━━━ Text section ━━━

Union[Tensor, LMOutputWithLoss]

Returns:

The logits if labels is None or the losses if labels is not None.

apply_fp8(float8_config)[source]¶: Use an FP8 recipe on most linear layers.

apply_pp(pp_mesh)[source]¶: Prepare the model for pipeline parallelism after it’s been split into stages.

apply_tp(tp_mesh, float8_enabled=None)[source]¶

Apply tensor parallelism to the model.

Parameters:

loss_parallel – Set to True if parallelizing the loss function as well.
float8_enabled (Optional[bool], default: None) – Set this to True if training with float8 linear layers.

apply_cp(cp_mesh, ring=None, uly=None)[source]¶

Prepare the model for context-parallelism (CP).

Parameters:

cp_mesh (DeviceMesh) – The CP device mesh.
ring (Optional[RingContextParallelStyle], default: None) – The ring context parallel style.
uly (Optional[UlyssesContextParallelStyle], default: None) – The ulysses context parallel style.

apply_activation_checkpointing(mode, block_interval=None, modules=None, activation_memory_budget=None)[source]¶

Apply activation checkpointing to the model.

Parameters:

mode (TransformerActivationCheckpointingMode) – Determines how to apply activation checkpointing.
block_interval (Optional[int], default: None) – Required when mode is “selected_blocks”. Determines which blocks are wrapped.
modules (Optional[List[str]], default: None) – Required when mode is “selected_modules”. A list of modules names to wrap for activation checkpointing. Globs are supported.
activation_memory_budget (Optional[float], default: None) – The memory budget for activation checkpointing in the range [0, 1]. 0 corresponds to the memory usage when recomputing all activations, and 1 corresponds to the memory usage when recomputing no activations (which is the default). Requires compilation to be enabled.

apply_compile()[source]¶: Apply torch.compile() to each transformer block, which makes compilation efficient due to repeated structure.

Warning

This must be called after apply_activation_checkpointing() but before apply_fsdp() or apply_ddp().

apply_fsdp(dp_mesh=None, param_dtype=None, reduce_dtype=torch.float32, pp_enabled=False, prefetch_factor=0, wrapping_strategy='full')[source]¶

Apply FSDP(2) to the model.

Warning

This should generally be called last if using any other parallelism strategies or optimizations like apply_compile().

Parameters:

dp_mesh (Optional[DeviceMesh], default: None) – The model data parallel device mesh.
param_dtype (Optional[dtype], default: None) – The data type to materialize params in. Defaults to the current param dtype.
reduce_dtype (dtype, default: torch.float32) – The data type for gradient reduction.

Pp_enabled:

If pipeline parallelism is also enabled.

Prefetch_factor:

For tuning the prefetch settings. 0 is the default, and higher values result in more aggressive prefetching.

Wrapping_strategy:

The wrapping strategy.

apply_ddp(dp_mesh=None, param_dtype=None, compile_enabled=False, autograd_compile_enabled=False)[source]¶: Apply DDP to the model.

num_flops_per_token(seq_len)[source]¶

Returns the idealized number of flops per token for the given sequence length. Purposefully does not account for wasted flops due to padding, recomputation, etc.

━━━

Exercise set:
1 - From the model API reference, reproduce the passage that begins at the words "The logits if" and stops after the words "split into stages.".
2 - In the model API reference, what memory usage does a value of 0 for activation_memory_budget correspond to?
3 - Write the next part of the model API reference, picking up after its final sentence.

━━━ Listed records ━━━

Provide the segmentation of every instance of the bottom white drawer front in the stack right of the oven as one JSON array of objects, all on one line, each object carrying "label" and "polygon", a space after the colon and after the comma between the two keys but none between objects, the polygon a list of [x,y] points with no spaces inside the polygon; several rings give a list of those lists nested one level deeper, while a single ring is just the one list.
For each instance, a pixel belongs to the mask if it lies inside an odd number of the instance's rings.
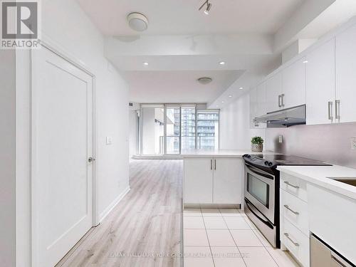
[{"label": "bottom white drawer front in the stack right of the oven", "polygon": [[286,218],[283,218],[281,241],[304,267],[310,266],[309,238]]}]

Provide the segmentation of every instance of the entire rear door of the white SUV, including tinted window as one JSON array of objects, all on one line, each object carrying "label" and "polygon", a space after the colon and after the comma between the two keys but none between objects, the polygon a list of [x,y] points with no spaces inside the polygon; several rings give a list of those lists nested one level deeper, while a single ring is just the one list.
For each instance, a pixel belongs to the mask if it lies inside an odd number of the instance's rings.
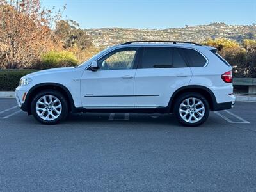
[{"label": "entire rear door of the white SUV, including tinted window", "polygon": [[191,70],[177,47],[144,47],[134,81],[134,105],[166,107],[173,92],[189,84]]}]

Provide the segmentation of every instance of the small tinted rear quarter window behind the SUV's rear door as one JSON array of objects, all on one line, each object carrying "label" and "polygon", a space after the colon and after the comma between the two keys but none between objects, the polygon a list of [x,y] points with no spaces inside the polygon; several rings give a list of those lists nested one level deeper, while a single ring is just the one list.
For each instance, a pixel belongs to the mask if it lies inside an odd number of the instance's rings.
[{"label": "small tinted rear quarter window behind the SUV's rear door", "polygon": [[203,67],[205,65],[206,60],[198,51],[194,49],[183,49],[183,52],[190,67]]}]

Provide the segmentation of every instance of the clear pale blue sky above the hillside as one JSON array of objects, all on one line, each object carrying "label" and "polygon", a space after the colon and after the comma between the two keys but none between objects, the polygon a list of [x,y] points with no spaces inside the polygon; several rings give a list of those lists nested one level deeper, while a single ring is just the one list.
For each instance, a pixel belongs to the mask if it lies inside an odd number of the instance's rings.
[{"label": "clear pale blue sky above the hillside", "polygon": [[63,19],[76,20],[81,29],[256,23],[256,0],[42,0],[45,8],[65,4]]}]

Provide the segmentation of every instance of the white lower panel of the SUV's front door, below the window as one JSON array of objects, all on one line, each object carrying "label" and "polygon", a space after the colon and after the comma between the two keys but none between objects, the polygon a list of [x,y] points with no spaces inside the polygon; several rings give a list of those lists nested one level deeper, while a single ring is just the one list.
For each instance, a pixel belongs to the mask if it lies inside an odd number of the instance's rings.
[{"label": "white lower panel of the SUV's front door, below the window", "polygon": [[[131,70],[84,70],[81,99],[84,108],[134,107],[134,76]],[[124,96],[127,97],[124,97]]]}]

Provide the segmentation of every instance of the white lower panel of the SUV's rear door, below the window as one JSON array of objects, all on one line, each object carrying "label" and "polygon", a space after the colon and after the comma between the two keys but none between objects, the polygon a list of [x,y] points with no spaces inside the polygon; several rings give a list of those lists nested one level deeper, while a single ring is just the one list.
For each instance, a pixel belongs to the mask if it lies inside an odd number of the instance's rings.
[{"label": "white lower panel of the SUV's rear door, below the window", "polygon": [[173,92],[182,86],[187,86],[190,79],[189,67],[137,69],[134,82],[134,105],[166,107]]}]

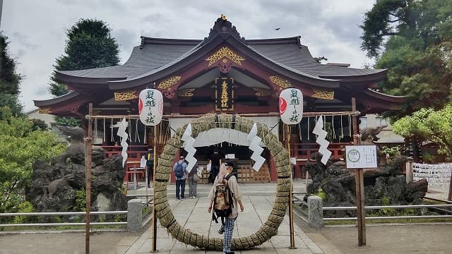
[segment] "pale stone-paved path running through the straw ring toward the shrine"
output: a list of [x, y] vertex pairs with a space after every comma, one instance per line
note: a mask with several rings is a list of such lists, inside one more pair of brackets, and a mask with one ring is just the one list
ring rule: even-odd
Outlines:
[[[143, 183], [141, 183], [144, 186]], [[172, 207], [174, 217], [179, 224], [186, 229], [195, 231], [205, 236], [222, 237], [217, 230], [220, 224], [211, 221], [211, 214], [207, 212], [210, 184], [200, 184], [198, 186], [198, 198], [186, 200], [174, 200], [174, 185], [168, 186], [169, 205]], [[249, 236], [254, 234], [258, 228], [266, 221], [270, 210], [273, 208], [275, 198], [276, 183], [239, 183], [242, 191], [244, 212], [239, 213], [239, 217], [234, 227], [233, 237]], [[304, 191], [304, 181], [294, 181], [294, 191]], [[188, 191], [188, 186], [186, 188]], [[148, 190], [150, 193], [151, 190]], [[143, 187], [129, 193], [145, 193]], [[188, 197], [188, 195], [186, 195]], [[220, 222], [221, 223], [221, 222]], [[286, 215], [278, 229], [278, 235], [273, 236], [270, 241], [251, 250], [236, 251], [235, 253], [324, 253], [302, 229], [295, 224], [295, 249], [290, 249], [290, 229], [289, 217]], [[117, 244], [119, 251], [125, 250], [125, 254], [149, 253], [151, 248], [151, 224], [146, 225], [147, 229], [138, 238], [124, 238]], [[165, 228], [160, 224], [157, 227], [157, 253], [219, 253], [218, 251], [201, 250], [193, 246], [188, 246], [172, 239], [167, 234]]]

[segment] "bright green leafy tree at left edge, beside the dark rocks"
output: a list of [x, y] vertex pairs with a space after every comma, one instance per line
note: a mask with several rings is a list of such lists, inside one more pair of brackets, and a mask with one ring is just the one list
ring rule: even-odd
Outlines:
[[50, 162], [64, 151], [57, 135], [33, 130], [34, 123], [0, 108], [0, 212], [18, 212], [25, 186], [31, 181], [32, 163]]

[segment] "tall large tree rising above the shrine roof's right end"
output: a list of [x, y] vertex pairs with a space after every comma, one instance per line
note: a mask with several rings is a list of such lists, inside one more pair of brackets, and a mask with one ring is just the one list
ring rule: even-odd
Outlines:
[[441, 109], [450, 101], [452, 1], [377, 0], [364, 14], [362, 49], [388, 68], [379, 90], [406, 95], [401, 117], [423, 107]]

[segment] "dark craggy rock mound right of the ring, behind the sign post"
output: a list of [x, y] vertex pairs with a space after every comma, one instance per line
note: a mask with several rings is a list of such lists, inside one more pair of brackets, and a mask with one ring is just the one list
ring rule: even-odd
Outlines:
[[[364, 202], [366, 205], [408, 205], [420, 204], [427, 191], [427, 181], [407, 184], [402, 174], [405, 157], [392, 159], [377, 170], [364, 174]], [[308, 194], [325, 197], [324, 206], [353, 206], [355, 197], [355, 170], [346, 169], [345, 162], [330, 159], [327, 166], [316, 162], [306, 167], [312, 183], [307, 186]], [[329, 217], [353, 217], [354, 210], [326, 211]]]

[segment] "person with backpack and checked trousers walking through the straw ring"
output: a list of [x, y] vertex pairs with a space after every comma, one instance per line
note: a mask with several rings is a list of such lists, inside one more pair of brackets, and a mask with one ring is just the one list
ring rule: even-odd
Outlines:
[[234, 253], [231, 251], [232, 231], [239, 214], [237, 203], [240, 205], [240, 212], [244, 210], [242, 194], [239, 192], [237, 179], [232, 174], [233, 169], [232, 162], [221, 164], [220, 172], [210, 189], [210, 205], [208, 207], [208, 212], [211, 212], [213, 208], [215, 222], [218, 222], [217, 218], [221, 217], [222, 225], [218, 229], [218, 234], [223, 234], [223, 253], [232, 254]]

━━━

Replies:
1 -
The logits if labels is None or the losses if labels is not None.

apply_fp8(float8_config)[source]¶: Use an FP8 recipe on most linear layers.

apply_pp(pp_mesh)[source]¶: Prepare the model for pipeline parallelism after it’s been split into stages.

2 - It corresponds to the memory usage when recomputing all activations.

3 -
Return type:: int

post_batch(dry_run=False)[source]¶: Should be called right after the final backward of a complete batch but before the optimizer step.

post_optim_step()[source]¶: Should be called right after an optimizer step.

class olmo_core.nn.transformer.NormalizedTransformer(*, d_model, vocab_size, n_layers, block, lm_head, dtype=torch.float32, init_method='normalized', init_device='cpu', init_seed=0, init_std=0.02, embedding_init_std=None, block_overrides=None, block_pattern=None)[source]¶

Bases: Transformer

A nGPT transformer implementation, to be used with the NormalizedTransformerBlock block type.

Warning

This is a beta feature! The API is subject to change even with minor and patch releases. If you choose to use this feature please read the CHANGELOG before upgrading your version of this library.

init_weights(*args, **kwargs)[source]¶

Initialize the model weights.

Parameters:

max_seq_len – The maximum sequence length expected. This is used to warm up the RoPE cache.
max_local_microbatch_size – The maximum local (rank) micro-batch size (in tokens) expected. This is used to warm-up some MoE cache.
device – The device the local copy of the model will be trained on.
model_part_idx – The local index of this model part on the current rank. With interleaved pipeline schedules a single rank can own multiple model chunks, and each must receive a distinct seed; otherwise their parameters would be identical.

Return type:

Generator

normalize_matrices()[source]¶: Normalize the weights in all matrices. This should be called after each optimizer step, which the TransformerTrainModule will handle for you.

apply_tp(tp_mesh, float8_enabled=None)[source]¶

Apply tensor parallelism to the model.

Parameters:

loss_parallel – Set to True if parallelizing the loss function as well.
float8_enabled (Optional[bool], default: None) – Set this to True if training with float8 linear layers.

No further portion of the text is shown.